▶ **Extract**:
========================================================================
Correspondence from Marcelo Motta to Sascha Germer

 

     

 

Caiza Postal 15

Tijuca, ZC-09

Rio de Janeiro, CB

Brasil

 

 

24 December 1963

 

 

My very dear sister:

     

Do what thou wilt shall be the whole of the Law.

 

The Greetings of the Solstice to you!

 

I received your letter of the 15th yesterday. What can I say? I stand convicted beforehand in your eyes. If I am nice to you, I am trying to get you to serve me; if I am nasty to you, it is because I hate you. . . . No matter what I say, you will interpret it as hostile to you, personally. So what can I say? Yet I must speak.
========================================================================
(Records)
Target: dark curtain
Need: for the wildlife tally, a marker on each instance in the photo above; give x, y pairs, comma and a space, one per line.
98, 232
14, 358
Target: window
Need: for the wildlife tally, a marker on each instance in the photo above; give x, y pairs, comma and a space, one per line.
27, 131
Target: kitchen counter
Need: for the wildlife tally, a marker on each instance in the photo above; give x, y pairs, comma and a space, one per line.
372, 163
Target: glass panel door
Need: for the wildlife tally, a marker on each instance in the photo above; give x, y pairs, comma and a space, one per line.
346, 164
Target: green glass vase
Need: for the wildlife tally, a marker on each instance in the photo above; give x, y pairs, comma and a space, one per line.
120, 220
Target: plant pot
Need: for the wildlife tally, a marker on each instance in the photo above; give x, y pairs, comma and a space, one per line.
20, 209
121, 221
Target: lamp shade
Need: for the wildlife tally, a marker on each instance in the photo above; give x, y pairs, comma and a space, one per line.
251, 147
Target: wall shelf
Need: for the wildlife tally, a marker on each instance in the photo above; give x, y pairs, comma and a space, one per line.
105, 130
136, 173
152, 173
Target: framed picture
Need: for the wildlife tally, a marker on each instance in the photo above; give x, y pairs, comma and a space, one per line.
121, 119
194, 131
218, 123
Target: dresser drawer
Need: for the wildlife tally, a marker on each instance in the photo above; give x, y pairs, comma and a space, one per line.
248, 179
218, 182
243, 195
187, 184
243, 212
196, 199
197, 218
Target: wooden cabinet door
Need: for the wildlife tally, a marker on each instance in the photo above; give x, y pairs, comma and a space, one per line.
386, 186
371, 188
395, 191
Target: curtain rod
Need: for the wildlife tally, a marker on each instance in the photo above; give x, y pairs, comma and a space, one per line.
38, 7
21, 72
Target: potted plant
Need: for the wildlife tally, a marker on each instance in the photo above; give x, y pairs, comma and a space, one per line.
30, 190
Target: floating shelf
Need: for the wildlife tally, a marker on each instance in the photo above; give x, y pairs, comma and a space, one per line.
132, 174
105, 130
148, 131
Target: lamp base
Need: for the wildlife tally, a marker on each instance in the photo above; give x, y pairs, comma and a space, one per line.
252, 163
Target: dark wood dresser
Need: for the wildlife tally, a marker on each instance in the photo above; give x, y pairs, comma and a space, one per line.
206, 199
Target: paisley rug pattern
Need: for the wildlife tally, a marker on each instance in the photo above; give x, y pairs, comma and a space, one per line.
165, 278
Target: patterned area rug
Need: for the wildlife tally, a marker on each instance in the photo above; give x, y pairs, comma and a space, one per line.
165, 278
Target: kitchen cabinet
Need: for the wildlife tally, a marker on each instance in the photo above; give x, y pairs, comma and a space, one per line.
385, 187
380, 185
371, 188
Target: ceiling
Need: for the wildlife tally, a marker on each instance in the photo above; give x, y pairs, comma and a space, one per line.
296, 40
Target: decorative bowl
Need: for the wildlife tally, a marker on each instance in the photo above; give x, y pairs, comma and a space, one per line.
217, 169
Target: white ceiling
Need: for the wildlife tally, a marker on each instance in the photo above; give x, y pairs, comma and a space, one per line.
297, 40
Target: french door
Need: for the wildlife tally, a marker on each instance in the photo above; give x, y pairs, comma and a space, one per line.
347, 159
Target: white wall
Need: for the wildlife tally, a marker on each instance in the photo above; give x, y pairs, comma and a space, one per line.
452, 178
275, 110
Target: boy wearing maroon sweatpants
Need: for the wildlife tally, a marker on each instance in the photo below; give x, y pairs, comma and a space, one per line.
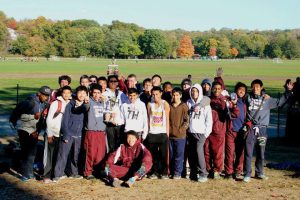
214, 144
130, 162
95, 138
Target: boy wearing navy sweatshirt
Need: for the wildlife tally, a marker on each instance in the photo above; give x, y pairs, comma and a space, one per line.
71, 129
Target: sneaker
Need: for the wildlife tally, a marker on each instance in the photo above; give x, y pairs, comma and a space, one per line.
116, 182
89, 177
76, 176
238, 176
217, 175
202, 179
152, 177
164, 177
176, 177
262, 177
130, 182
47, 180
246, 179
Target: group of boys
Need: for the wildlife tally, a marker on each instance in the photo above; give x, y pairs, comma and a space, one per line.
124, 130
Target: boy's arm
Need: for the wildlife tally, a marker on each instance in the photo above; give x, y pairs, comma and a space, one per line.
145, 121
208, 121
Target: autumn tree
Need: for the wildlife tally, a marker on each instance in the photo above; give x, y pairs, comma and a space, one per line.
186, 48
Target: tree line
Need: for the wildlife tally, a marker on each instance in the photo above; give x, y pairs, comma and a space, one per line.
75, 38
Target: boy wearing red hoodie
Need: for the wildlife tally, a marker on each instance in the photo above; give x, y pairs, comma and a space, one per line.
130, 162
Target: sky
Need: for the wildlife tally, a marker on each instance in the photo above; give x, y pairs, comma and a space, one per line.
191, 15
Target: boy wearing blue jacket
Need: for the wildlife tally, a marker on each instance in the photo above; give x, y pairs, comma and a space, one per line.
258, 117
71, 129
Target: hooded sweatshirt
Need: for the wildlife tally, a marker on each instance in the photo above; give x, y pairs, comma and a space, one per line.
94, 120
54, 123
221, 113
200, 113
135, 117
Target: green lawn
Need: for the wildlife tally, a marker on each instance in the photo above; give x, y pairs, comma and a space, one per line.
32, 75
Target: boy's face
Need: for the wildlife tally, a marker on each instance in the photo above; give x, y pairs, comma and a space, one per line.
241, 91
63, 83
131, 81
131, 140
113, 83
156, 81
148, 86
156, 95
217, 90
195, 93
93, 80
176, 97
103, 84
81, 95
66, 94
256, 89
206, 87
85, 82
96, 94
168, 88
132, 97
186, 86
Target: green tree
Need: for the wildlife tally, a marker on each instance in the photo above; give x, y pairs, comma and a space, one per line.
153, 44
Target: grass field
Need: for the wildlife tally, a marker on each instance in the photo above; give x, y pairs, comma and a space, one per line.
32, 75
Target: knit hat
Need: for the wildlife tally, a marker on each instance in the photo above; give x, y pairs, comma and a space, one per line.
131, 132
206, 81
45, 90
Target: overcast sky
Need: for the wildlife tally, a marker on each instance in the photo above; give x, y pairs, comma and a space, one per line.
166, 14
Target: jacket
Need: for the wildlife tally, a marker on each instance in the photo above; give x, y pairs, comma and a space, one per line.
73, 120
54, 123
200, 114
179, 121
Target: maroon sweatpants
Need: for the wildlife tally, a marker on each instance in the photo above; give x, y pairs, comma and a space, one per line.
95, 148
214, 152
234, 153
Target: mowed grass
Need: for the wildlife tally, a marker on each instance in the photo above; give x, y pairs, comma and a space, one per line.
32, 75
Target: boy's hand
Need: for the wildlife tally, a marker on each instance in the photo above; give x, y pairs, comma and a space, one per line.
37, 115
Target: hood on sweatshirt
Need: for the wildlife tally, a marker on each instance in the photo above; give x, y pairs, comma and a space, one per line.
199, 88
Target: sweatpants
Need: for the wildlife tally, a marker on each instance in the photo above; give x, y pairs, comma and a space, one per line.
50, 157
114, 136
158, 146
196, 155
177, 147
256, 139
214, 152
124, 173
28, 146
70, 149
234, 153
95, 150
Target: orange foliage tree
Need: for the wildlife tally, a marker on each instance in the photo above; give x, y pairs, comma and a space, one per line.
186, 48
212, 51
234, 52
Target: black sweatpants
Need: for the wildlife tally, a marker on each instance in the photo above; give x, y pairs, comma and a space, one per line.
158, 146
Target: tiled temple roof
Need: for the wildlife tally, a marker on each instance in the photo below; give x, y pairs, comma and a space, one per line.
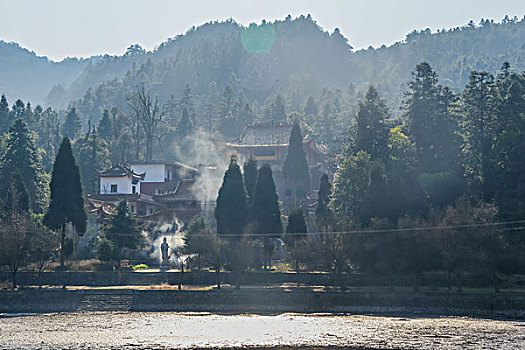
120, 170
264, 134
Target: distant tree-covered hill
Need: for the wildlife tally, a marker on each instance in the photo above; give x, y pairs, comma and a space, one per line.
295, 58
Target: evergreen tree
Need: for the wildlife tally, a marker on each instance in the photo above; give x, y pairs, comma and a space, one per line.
17, 196
375, 202
5, 117
430, 124
296, 236
323, 212
509, 148
311, 107
297, 222
479, 103
295, 168
123, 230
250, 177
188, 102
350, 184
266, 210
279, 110
72, 124
67, 200
105, 127
92, 155
371, 128
21, 156
231, 210
185, 125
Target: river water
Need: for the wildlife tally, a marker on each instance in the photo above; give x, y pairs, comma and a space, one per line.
143, 330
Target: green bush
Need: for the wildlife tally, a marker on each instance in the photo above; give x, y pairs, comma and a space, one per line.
140, 267
105, 250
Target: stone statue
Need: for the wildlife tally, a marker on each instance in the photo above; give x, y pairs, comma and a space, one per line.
164, 250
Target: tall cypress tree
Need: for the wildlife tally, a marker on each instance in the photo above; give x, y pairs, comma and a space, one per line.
124, 230
17, 196
295, 168
5, 121
371, 128
67, 200
231, 210
250, 176
479, 102
322, 211
266, 210
72, 124
509, 148
21, 156
431, 126
105, 127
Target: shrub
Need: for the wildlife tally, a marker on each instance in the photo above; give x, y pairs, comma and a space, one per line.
140, 267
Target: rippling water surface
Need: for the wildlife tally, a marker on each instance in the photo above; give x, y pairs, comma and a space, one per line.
117, 330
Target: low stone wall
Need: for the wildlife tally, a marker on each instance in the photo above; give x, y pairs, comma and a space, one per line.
119, 278
278, 301
40, 301
454, 304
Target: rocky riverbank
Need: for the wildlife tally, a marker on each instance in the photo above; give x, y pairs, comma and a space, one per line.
265, 300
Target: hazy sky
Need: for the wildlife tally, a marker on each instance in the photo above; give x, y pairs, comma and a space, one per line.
61, 28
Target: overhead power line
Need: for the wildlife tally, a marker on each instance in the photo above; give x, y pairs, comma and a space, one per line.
380, 231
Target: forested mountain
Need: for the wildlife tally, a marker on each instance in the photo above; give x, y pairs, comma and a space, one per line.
297, 59
25, 75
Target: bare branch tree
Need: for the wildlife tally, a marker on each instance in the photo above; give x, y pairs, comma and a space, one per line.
149, 115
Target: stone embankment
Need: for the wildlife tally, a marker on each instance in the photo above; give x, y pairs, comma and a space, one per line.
260, 300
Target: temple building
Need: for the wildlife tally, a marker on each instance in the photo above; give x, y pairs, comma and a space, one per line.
152, 188
268, 143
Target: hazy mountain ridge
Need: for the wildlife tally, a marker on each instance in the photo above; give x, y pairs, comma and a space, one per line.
303, 60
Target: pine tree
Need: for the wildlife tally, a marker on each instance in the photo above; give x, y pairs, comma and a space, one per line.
250, 177
295, 236
17, 196
92, 155
509, 146
72, 124
185, 125
322, 211
123, 230
430, 124
295, 168
371, 128
297, 222
105, 127
5, 117
67, 200
21, 156
311, 107
376, 201
479, 102
231, 210
350, 184
266, 210
279, 110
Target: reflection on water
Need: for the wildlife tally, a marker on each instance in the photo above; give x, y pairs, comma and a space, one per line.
174, 330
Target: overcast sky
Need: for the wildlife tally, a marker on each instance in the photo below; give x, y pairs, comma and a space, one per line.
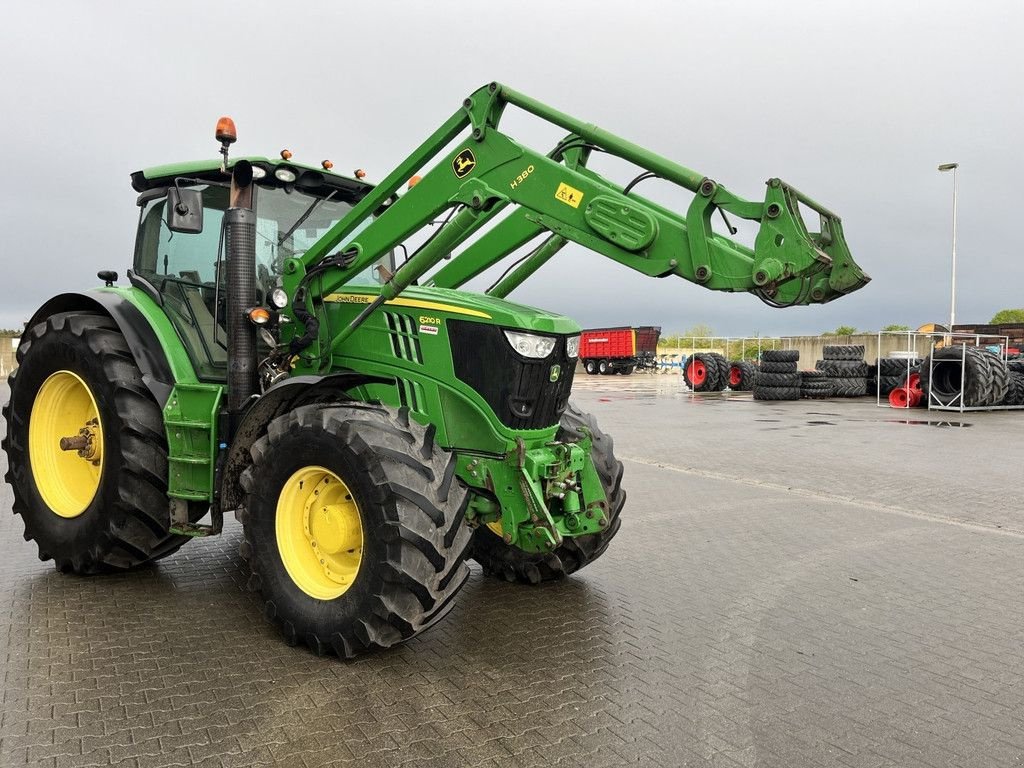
854, 103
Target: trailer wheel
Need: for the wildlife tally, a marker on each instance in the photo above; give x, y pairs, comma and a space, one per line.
353, 526
504, 561
99, 503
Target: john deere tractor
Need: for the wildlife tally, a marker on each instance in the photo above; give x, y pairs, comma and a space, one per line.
283, 350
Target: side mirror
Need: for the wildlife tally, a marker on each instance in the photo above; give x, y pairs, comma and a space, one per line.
184, 210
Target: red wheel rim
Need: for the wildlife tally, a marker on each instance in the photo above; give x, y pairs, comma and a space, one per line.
899, 397
696, 372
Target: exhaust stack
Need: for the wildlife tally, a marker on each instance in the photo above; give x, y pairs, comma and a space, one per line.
240, 250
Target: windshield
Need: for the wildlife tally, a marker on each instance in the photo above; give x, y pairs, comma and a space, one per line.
288, 222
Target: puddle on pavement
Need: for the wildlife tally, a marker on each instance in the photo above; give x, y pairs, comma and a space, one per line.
939, 424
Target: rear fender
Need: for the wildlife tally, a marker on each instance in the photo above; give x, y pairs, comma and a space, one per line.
290, 393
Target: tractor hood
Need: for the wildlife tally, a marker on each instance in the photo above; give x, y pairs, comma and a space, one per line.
441, 302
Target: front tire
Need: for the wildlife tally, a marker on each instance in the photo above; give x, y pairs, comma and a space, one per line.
504, 561
102, 506
354, 527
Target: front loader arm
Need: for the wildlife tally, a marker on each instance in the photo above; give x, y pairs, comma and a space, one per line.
558, 198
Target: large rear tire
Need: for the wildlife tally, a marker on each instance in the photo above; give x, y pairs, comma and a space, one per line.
102, 506
353, 527
504, 561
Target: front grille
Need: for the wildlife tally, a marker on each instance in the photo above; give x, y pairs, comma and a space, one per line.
518, 389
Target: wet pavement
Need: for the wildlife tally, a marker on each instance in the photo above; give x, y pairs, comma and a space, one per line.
795, 584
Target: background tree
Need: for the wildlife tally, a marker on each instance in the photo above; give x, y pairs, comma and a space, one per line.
1008, 315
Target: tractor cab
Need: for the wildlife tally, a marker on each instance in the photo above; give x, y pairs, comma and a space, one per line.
179, 247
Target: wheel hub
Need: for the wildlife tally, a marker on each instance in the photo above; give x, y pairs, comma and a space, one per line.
66, 443
320, 532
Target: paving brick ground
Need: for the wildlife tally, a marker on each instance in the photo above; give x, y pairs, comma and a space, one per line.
803, 584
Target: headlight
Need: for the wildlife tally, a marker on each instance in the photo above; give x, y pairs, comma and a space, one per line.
572, 346
280, 299
530, 345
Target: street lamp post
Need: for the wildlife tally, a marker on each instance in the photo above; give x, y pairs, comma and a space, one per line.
952, 279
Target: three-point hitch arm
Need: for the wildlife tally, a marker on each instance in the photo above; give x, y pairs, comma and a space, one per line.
558, 199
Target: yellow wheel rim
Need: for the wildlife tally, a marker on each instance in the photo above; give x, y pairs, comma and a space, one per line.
66, 443
320, 532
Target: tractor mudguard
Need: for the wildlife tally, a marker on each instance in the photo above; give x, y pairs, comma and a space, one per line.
287, 394
142, 340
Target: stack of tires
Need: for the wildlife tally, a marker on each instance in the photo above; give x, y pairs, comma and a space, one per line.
815, 385
1015, 384
980, 376
777, 377
844, 366
741, 376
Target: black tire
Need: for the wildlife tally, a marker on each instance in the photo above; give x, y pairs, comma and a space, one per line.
745, 373
770, 367
776, 393
723, 372
849, 387
126, 522
504, 561
896, 367
1015, 389
843, 351
776, 380
889, 383
984, 375
843, 369
750, 372
712, 377
411, 510
780, 355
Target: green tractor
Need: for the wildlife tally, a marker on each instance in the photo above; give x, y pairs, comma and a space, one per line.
280, 350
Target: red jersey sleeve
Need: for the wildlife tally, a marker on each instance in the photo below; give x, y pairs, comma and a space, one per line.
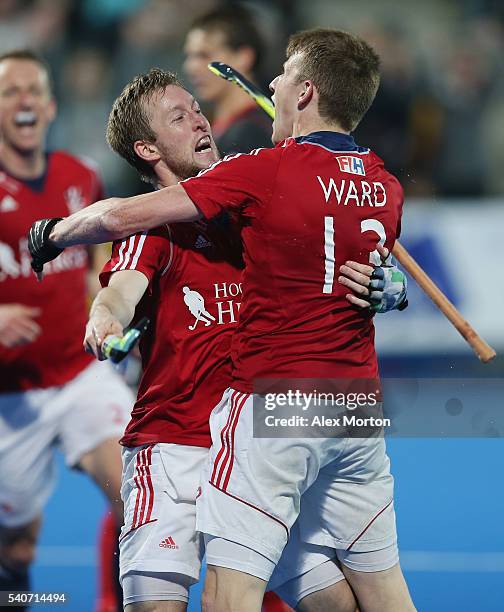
========================================================================
▶ **Stated problem**: Reproduce the portion of the letter from "I received your" to "I must speak." word for word.

▶ **Output**:
I received your letter of the 15th yesterday. What can I say? I stand convicted beforehand in your eyes. If I am nice to you, I am trying to get you to serve me; if I am nasty to you, it is because I hate you. . . . No matter what I say, you will interpret it as hostile to you, personally. So what can I say? Yet I must speak.